_Instruction:_ Write out the data as a numbered list, from the first line through the line holding "positive clicks: (402, 190)", inclusive, leaving out any blank lines.

*** Opening Material for this exercise ***

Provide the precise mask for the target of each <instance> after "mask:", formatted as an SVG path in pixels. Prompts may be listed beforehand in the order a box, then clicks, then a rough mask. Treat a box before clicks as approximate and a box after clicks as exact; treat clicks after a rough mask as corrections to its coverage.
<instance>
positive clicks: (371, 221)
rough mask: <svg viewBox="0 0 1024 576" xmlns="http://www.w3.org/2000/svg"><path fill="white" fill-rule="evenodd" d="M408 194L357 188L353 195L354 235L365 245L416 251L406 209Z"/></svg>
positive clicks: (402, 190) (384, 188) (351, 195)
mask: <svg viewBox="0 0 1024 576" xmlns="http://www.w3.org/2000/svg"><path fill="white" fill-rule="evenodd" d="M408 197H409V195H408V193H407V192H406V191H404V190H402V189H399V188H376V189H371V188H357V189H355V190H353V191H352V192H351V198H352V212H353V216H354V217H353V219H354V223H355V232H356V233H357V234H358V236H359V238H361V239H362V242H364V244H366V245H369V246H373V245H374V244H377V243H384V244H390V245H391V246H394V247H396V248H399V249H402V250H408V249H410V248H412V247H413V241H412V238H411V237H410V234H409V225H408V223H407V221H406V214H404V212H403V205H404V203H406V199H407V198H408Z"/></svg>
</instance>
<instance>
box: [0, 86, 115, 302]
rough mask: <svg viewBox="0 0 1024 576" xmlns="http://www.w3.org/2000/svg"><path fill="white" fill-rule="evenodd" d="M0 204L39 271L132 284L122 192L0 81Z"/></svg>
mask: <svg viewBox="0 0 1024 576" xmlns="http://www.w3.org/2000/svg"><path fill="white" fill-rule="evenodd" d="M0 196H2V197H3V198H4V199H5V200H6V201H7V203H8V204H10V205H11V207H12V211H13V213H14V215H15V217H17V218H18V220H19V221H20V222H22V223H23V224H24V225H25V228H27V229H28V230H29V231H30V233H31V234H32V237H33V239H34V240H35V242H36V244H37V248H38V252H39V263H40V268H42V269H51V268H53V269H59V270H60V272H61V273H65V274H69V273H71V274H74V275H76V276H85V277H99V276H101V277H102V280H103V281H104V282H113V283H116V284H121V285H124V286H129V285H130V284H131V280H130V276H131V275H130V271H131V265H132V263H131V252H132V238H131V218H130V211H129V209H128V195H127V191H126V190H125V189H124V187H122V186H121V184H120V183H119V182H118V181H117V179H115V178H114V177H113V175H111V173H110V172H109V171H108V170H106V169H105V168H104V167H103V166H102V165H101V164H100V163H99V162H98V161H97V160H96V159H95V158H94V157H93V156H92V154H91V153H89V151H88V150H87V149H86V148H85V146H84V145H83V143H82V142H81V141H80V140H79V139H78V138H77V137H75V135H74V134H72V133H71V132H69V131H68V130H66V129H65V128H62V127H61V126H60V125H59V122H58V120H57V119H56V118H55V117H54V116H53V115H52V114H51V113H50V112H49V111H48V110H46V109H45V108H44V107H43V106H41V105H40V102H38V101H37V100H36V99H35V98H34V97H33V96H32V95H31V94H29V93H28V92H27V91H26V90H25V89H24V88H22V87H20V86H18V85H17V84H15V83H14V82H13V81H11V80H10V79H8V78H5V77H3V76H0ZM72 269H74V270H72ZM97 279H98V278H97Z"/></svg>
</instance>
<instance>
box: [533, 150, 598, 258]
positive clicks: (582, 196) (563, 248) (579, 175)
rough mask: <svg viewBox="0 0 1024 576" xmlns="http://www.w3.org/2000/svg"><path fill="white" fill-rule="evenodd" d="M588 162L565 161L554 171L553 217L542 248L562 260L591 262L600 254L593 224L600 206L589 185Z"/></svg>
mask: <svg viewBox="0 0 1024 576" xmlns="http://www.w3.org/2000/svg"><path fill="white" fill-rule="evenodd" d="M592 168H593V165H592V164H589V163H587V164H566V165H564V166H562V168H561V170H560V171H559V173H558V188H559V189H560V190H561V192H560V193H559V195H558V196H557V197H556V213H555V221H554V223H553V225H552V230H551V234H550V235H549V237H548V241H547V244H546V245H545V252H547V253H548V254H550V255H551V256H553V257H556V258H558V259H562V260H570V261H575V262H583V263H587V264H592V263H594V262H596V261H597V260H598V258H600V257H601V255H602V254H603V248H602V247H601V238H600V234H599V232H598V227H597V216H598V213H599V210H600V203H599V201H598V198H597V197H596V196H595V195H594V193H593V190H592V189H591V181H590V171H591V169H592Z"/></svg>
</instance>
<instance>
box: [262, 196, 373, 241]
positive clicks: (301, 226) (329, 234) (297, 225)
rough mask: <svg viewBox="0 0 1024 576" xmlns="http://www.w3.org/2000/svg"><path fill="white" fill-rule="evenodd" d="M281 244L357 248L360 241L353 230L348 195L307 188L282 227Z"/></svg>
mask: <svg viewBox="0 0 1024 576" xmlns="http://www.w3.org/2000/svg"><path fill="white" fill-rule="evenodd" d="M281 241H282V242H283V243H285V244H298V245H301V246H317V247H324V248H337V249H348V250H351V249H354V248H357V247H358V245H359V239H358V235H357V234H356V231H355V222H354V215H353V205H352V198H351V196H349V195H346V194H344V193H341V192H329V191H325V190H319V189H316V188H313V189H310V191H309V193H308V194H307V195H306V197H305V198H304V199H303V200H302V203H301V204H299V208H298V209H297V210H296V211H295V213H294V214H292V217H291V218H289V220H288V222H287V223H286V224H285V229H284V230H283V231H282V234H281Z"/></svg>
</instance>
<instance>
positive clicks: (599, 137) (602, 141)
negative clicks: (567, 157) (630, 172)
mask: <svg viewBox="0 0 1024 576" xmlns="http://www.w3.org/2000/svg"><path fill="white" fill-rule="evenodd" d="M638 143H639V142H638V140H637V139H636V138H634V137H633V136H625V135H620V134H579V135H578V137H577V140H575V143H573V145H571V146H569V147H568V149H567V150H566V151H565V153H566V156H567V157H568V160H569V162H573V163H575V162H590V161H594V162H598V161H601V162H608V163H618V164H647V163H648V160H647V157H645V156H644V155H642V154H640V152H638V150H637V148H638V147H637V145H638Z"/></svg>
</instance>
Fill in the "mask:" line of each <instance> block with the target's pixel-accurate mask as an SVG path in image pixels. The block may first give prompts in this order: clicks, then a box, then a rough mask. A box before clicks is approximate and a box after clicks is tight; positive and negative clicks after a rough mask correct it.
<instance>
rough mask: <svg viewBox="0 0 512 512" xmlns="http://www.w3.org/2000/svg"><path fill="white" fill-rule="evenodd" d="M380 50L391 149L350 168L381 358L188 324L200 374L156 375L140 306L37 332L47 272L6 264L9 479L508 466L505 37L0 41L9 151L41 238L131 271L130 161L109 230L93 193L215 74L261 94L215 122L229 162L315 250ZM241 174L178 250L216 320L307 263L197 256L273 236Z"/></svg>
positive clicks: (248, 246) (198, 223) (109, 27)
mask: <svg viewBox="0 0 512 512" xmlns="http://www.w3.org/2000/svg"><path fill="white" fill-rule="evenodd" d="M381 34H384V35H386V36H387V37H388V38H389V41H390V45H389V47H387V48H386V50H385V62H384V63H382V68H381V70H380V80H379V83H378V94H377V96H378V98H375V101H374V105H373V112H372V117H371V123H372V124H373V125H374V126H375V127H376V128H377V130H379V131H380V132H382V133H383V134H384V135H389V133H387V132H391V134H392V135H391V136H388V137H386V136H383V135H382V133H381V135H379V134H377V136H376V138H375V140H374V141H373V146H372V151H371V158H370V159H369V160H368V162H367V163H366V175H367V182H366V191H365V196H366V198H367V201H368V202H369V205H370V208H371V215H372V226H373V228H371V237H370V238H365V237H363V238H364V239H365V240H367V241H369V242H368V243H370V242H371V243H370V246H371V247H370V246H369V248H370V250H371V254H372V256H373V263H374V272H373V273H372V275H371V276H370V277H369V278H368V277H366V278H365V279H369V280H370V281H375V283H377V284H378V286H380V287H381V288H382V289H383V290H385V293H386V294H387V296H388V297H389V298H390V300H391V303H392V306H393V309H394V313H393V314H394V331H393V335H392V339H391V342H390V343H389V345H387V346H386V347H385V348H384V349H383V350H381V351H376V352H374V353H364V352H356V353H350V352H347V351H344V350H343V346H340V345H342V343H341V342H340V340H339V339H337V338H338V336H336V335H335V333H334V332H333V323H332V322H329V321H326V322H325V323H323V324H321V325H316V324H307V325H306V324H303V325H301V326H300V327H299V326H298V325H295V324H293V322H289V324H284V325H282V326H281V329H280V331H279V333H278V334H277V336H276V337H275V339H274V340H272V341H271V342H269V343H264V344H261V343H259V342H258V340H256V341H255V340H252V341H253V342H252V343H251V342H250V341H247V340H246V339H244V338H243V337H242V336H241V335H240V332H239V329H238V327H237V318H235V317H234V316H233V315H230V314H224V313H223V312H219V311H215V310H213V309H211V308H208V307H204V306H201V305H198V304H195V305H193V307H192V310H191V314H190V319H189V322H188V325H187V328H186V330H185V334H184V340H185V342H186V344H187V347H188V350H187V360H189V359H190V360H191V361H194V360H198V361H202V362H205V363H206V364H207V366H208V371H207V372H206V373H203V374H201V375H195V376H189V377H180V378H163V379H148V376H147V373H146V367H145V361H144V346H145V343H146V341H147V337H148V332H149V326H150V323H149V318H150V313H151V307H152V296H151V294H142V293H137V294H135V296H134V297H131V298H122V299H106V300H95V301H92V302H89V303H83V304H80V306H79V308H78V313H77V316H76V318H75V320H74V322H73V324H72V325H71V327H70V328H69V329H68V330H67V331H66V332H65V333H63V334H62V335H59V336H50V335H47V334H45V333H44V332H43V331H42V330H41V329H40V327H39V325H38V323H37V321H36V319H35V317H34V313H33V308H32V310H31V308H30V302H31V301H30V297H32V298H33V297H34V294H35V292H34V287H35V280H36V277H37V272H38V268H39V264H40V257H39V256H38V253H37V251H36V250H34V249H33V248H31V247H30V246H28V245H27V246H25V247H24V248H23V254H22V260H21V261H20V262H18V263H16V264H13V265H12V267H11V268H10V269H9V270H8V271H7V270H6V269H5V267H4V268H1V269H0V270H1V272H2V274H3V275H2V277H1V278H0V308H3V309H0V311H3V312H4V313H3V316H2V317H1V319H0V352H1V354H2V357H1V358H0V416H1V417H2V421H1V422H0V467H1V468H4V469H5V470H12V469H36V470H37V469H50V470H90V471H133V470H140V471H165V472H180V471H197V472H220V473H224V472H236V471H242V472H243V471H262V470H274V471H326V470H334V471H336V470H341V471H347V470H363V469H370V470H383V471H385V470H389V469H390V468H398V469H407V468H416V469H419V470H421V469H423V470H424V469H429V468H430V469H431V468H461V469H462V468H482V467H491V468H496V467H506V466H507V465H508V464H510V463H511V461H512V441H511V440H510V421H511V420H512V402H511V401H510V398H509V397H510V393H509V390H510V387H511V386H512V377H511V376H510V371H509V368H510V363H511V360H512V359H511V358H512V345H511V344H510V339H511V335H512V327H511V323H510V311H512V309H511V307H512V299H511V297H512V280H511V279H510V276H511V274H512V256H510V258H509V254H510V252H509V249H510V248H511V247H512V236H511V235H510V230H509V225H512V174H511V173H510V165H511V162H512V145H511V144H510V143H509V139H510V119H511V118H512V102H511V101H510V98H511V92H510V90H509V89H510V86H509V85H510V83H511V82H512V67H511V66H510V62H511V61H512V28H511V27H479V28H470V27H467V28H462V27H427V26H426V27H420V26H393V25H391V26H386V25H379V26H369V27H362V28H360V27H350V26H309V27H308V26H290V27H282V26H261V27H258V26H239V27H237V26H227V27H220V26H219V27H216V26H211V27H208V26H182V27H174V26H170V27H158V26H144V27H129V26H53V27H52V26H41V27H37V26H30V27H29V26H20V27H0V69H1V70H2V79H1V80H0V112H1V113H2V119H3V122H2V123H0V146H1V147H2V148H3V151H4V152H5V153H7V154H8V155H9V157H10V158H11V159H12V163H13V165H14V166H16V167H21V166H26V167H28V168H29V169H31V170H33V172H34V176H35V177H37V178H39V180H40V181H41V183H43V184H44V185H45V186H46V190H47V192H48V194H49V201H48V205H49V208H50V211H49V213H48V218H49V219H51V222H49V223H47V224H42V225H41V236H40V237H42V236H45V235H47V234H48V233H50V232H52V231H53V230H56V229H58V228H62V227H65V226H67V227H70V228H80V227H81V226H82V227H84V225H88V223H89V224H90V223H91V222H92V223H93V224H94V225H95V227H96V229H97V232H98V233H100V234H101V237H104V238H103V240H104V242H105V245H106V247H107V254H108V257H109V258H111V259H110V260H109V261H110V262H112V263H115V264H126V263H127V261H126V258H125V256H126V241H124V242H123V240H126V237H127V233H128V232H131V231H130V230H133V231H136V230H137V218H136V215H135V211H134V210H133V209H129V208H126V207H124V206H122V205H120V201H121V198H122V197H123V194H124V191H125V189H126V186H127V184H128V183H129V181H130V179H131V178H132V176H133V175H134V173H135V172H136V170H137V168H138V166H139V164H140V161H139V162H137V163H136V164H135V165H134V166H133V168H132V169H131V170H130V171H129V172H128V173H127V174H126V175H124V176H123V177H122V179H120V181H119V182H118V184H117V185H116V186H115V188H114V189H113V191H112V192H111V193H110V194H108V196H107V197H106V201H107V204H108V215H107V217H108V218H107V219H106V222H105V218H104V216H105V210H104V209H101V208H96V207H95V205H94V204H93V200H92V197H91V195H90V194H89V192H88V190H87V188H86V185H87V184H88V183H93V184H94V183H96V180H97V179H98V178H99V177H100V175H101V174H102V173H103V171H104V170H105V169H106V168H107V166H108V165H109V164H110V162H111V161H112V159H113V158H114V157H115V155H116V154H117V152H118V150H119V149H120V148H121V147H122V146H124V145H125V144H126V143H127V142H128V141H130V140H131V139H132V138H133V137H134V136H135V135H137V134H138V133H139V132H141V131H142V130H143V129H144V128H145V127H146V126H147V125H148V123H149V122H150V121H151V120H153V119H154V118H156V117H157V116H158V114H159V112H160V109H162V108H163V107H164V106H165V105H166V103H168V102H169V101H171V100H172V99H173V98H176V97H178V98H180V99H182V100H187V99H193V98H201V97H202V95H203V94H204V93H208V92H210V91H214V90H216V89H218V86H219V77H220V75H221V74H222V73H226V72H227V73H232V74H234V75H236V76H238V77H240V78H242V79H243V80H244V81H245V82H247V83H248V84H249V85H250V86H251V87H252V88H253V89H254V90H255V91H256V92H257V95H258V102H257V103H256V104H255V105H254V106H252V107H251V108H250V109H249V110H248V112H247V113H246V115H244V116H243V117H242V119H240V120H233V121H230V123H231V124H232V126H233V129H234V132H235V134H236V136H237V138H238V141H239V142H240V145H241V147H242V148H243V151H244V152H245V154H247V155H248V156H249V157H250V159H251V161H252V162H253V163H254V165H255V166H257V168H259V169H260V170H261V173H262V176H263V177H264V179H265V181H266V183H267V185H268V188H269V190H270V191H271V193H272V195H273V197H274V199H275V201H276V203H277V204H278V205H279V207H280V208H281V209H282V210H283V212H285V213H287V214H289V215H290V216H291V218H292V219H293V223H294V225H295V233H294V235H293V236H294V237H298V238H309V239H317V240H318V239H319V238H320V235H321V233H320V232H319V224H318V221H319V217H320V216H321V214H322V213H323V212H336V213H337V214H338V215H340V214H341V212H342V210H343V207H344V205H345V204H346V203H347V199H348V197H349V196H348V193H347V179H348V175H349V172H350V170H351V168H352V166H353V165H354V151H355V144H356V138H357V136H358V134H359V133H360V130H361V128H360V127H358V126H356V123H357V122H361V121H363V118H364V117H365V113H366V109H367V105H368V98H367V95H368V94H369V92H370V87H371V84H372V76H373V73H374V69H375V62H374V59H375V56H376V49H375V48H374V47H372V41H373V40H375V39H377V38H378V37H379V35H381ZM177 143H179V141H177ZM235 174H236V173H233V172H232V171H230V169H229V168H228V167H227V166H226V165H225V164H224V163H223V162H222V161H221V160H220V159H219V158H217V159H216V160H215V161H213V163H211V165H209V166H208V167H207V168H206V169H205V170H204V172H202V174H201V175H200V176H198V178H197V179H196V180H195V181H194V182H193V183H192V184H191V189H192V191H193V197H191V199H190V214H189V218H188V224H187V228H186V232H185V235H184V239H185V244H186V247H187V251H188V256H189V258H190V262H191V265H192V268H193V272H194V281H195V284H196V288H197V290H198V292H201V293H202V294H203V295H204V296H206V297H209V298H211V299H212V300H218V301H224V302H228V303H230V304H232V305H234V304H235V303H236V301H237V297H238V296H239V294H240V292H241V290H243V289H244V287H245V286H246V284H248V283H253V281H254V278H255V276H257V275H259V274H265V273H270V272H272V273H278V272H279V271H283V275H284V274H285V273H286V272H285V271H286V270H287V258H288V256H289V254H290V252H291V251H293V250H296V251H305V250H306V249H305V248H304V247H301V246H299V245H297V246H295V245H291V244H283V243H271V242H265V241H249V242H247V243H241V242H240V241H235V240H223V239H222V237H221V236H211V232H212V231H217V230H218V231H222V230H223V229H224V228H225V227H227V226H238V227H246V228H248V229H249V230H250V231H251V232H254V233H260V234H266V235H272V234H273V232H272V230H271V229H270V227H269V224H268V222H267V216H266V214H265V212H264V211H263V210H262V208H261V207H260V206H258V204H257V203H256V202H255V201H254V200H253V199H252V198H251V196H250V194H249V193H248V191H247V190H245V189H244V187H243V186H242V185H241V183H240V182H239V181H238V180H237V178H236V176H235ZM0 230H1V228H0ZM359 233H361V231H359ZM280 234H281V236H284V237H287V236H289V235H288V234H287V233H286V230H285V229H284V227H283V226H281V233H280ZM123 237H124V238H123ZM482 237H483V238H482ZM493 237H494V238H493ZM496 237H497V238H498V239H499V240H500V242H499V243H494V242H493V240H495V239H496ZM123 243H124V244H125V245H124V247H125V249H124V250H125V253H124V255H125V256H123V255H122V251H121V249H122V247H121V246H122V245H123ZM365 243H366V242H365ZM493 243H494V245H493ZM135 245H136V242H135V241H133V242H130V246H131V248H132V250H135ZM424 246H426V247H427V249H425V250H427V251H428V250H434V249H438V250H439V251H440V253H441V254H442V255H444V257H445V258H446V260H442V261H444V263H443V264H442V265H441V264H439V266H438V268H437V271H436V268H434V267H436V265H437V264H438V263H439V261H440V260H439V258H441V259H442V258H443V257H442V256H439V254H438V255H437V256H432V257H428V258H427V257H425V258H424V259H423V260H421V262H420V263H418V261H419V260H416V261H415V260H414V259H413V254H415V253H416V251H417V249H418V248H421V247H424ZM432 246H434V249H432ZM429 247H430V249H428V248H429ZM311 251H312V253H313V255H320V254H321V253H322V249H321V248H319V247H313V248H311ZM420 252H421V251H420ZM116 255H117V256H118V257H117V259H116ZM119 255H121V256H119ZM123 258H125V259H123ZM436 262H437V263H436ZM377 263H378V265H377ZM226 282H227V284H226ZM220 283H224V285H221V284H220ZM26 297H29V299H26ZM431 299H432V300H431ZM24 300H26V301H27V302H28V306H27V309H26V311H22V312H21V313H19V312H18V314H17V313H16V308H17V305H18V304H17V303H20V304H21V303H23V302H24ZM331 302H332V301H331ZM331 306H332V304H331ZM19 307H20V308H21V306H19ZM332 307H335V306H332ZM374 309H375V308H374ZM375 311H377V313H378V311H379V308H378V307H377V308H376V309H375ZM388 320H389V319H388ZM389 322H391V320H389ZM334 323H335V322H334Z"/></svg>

*** Closing Material for this exercise ***

_Written answer:_
1. Provide the precise mask for the target of each <instance> after "mask:", formatted as an SVG path in pixels. Prompts may be listed beforehand in the order a box, then clicks, then a rough mask. Treat a box before clicks as approximate and a box after clicks as exact; treat clicks after a rough mask as corrections to its coverage.
2. <instance>
3. positive clicks: (371, 221)
4. rough mask: <svg viewBox="0 0 1024 576" xmlns="http://www.w3.org/2000/svg"><path fill="white" fill-rule="evenodd" d="M408 194L357 188L353 195L354 235L365 245L416 251L406 209Z"/></svg>
5. positive clicks: (402, 190) (384, 188) (351, 195)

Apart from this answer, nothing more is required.